- [SHORT PROBLEM 1]:
Echo the text of the peer-to-peer content replication paper from "Volume 30, Issue" to "more conventional ones.", keeping every word unchanged.
* START TEXT SEGMENT *
Elsevier

Computer Communications

Volume 30, Issue 16, 3 November 2007, Pages 3107-3116
Computer Communications

Design of a peer-to-peer system for optimized content replication

https://doi.org/10.1016/j.comcom.2007.05.041Get rights and content

Abstract

This paper introduces a peer-to-peer (p2p) based system for content replication, enhanced with built-in optimization techniques. This turns out to be useful to enhance the overall system and to optimize the usage of resources. In addition, such techniques could be used to mitigate the leeching, which is the usage of resources from a remote user without contributing. Simulations are provided to compare the proposed optimized strategy to more conventional ones.

Introduction

Many of the applications adopted in the modern Internet rely on a client–server framework. Client–server architectures are based upon a centralized entity that manages requests, processes them by applying some kind of policy, and then sends an answer back to the original requestor. Even if easy to deploy, such architectures introduce several hazards: there is a single point of failure and there are many scalability issues. The antithetical approach is the distributed one: centralized components are reduced to the minimum (when not completely absent), or simply employed for coordination purposes. Consequently, the core functionalities are spread among all the network participants. This concept leads to peer-to-peer (p2p) systems, where all the hosts have the same capabilities and responsibilities; accordingly, all entities are called peers. However, p2p systems have been mainly adopted for file-sharing applications [1], [2], which have showcased their core characteristics, such as:

  • Owing to their highly autonomic and distributed flavor, they have an intrinsic resistance against churn, which is the continuous process of peer arrival and departure;

  • They are able to scale dramatically, being able to support tens to millions of users in a seamless way;

  • Many p2p systems promote a selfish user behavior, allowing users to stop participating in the system after they complete the download of a content, hence leaving without sending data. Despite this, many effective solutions have been introduced raising users’ trust and participation in such systems.
* END TEXT SEGMENT *
- [SHORT PROBLEM 2]:
List every line of the listing that contains the string "eyeglasses".
* START DATA TO USE *
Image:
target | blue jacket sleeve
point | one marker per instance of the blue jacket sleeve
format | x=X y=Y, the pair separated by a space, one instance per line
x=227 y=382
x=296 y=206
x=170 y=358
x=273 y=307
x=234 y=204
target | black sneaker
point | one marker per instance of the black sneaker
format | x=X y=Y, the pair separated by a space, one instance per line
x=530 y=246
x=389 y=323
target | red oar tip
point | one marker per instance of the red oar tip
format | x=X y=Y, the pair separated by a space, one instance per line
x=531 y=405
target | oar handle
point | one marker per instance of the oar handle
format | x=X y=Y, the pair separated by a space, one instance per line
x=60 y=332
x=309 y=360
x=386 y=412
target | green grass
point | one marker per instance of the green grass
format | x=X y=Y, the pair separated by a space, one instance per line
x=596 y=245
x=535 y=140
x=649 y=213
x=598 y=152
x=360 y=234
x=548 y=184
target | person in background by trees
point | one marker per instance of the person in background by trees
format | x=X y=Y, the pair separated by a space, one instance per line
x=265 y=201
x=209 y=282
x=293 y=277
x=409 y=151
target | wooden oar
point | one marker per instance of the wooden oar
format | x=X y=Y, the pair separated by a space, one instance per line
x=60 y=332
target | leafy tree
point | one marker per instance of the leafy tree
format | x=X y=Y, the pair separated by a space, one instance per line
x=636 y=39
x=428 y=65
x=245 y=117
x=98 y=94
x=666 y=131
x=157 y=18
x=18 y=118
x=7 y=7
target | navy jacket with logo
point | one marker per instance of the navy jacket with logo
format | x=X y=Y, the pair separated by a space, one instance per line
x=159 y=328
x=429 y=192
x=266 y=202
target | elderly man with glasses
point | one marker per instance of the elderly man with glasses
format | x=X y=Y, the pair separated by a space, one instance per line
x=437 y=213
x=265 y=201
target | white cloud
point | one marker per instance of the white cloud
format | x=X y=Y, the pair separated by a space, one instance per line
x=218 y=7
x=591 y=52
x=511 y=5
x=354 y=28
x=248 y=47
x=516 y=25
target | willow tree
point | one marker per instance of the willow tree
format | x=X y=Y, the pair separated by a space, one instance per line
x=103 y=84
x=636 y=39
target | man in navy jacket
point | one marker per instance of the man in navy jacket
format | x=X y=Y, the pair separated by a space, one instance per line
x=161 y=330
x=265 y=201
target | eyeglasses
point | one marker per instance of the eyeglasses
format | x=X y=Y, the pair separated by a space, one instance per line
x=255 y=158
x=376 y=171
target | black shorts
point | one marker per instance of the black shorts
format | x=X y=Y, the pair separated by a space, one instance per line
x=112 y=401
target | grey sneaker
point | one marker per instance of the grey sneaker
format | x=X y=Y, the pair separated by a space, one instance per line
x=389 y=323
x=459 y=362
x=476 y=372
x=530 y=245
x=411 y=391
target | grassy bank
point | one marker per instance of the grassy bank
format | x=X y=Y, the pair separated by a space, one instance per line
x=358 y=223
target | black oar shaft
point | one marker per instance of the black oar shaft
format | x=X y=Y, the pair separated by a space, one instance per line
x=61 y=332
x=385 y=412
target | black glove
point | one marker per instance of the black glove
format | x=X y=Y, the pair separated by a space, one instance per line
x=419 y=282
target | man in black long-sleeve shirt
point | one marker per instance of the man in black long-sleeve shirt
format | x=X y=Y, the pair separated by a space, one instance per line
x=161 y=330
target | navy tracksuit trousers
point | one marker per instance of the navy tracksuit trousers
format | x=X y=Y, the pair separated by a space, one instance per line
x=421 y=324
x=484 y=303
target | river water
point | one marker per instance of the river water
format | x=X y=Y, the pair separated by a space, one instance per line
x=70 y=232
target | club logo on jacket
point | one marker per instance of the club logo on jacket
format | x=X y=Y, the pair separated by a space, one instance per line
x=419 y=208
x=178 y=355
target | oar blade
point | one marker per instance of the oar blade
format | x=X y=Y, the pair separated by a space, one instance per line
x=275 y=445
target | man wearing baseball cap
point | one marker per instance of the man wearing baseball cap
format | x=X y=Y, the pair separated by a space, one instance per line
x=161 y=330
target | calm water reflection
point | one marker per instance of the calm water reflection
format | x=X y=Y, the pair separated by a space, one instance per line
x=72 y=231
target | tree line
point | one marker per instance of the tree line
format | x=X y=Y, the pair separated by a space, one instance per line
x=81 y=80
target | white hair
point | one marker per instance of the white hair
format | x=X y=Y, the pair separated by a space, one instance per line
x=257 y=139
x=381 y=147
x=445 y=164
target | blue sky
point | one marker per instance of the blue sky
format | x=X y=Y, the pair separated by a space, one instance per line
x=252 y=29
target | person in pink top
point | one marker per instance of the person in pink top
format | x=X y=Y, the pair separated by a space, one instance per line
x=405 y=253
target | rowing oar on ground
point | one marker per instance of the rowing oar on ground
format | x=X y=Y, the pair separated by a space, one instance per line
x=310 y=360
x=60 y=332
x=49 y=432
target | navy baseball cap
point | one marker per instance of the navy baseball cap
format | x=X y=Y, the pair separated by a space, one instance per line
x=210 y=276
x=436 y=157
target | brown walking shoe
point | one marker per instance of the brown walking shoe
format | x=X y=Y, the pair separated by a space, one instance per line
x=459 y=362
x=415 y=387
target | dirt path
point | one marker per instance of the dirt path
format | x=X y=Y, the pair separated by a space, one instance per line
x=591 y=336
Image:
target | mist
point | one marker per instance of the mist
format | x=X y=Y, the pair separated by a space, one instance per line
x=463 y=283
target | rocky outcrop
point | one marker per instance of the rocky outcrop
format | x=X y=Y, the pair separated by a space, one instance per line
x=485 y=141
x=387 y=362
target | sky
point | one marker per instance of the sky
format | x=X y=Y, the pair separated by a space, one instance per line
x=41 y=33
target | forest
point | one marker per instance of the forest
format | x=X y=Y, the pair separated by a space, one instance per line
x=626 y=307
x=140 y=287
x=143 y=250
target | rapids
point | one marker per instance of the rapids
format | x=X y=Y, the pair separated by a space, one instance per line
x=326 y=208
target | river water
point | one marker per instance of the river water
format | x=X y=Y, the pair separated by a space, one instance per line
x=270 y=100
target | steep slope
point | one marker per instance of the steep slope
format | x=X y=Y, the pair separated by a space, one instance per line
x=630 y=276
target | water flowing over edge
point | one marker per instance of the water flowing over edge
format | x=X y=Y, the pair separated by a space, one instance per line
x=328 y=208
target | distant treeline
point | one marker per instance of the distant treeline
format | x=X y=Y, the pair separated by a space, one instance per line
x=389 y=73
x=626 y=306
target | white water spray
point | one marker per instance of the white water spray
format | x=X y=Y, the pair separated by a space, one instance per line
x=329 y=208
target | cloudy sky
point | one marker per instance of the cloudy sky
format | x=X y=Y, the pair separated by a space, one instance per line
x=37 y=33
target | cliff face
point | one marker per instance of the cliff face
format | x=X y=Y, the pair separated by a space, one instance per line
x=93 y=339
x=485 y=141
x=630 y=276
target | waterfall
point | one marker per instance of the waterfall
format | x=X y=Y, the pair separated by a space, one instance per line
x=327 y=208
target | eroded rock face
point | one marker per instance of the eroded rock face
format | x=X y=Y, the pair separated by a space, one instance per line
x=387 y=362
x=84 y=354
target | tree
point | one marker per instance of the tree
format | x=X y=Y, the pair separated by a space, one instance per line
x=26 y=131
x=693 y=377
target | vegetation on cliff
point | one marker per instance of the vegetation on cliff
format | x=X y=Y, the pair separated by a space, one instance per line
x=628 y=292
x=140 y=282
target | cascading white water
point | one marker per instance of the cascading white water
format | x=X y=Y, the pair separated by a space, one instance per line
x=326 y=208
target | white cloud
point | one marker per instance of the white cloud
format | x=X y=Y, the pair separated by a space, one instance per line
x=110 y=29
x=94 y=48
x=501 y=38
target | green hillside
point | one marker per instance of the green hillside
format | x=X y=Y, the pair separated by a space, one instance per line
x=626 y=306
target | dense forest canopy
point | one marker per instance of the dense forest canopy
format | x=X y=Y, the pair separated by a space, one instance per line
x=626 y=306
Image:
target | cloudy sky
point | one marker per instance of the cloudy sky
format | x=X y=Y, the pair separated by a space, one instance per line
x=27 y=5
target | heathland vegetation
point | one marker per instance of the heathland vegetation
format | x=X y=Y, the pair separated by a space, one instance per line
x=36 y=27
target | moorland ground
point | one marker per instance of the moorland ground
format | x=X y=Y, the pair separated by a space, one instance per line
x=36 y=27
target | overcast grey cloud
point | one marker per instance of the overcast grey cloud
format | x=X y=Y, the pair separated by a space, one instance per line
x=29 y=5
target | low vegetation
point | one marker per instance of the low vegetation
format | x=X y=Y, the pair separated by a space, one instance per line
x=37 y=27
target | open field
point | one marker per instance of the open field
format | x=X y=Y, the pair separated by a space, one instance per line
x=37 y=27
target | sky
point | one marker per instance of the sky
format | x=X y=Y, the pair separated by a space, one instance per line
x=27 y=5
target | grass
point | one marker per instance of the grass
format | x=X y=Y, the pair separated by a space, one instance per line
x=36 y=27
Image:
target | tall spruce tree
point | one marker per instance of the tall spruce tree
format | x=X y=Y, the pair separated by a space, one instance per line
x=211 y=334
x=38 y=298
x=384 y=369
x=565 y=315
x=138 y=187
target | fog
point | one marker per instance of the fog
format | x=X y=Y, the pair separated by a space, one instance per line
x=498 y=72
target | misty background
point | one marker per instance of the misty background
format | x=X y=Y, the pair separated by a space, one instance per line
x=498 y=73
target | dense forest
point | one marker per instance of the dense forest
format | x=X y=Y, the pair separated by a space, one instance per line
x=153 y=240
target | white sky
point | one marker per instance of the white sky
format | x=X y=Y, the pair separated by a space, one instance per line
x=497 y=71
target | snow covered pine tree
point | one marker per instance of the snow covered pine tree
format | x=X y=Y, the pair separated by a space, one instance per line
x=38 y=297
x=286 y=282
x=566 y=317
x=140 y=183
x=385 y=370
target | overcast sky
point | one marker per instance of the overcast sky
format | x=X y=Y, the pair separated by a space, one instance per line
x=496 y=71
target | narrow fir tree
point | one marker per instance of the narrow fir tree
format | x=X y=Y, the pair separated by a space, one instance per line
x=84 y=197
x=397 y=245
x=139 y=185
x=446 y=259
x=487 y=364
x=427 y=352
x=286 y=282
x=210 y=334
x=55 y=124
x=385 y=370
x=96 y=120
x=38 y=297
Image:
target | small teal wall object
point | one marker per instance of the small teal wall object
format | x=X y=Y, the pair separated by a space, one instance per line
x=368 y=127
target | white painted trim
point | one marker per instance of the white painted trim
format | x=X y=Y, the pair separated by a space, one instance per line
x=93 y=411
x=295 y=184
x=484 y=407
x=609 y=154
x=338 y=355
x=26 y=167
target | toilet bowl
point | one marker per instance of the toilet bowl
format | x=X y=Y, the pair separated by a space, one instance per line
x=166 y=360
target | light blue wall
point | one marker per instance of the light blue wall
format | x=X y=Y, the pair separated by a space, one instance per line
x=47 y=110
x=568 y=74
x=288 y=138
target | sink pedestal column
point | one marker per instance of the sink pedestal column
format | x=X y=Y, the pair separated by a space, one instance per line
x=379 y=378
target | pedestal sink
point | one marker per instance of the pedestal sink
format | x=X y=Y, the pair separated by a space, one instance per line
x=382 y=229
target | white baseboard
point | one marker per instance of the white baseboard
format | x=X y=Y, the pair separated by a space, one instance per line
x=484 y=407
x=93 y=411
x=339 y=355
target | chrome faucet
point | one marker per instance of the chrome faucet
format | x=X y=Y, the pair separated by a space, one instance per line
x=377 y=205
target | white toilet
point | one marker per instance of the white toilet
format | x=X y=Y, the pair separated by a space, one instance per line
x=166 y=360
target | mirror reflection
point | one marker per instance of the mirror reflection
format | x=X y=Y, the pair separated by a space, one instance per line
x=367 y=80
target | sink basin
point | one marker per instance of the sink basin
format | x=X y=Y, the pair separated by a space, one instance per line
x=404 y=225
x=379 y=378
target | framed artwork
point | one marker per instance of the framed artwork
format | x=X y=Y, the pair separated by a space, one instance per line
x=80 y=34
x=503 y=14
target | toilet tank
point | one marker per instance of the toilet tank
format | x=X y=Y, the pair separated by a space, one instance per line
* END DATA TO USE *
- [EXERCISE RESPONSE 1]:
Volume 30, Issue 16, 3 November 2007, Pages 3107-3116
Computer Communications

Design of a peer-to-peer system for optimized content replication

https://doi.org/10.1016/j.comcom.2007.05.041Get rights and content

Abstract

This paper introduces a peer-to-peer (p2p) based system for content replication, enhanced with built-in optimization techniques. This turns out to be useful to enhance the overall system and to optimize the usage of resources. In addition, such techniques could be used to mitigate the leeching, which is the usage of resources from a remote user without contributing. Simulations are provided to compare the proposed optimized strategy to more conventional ones.

- [EXERCISE RESPONSE 2]:
target | eyeglasses
point | one marker per instance of the eyeglasses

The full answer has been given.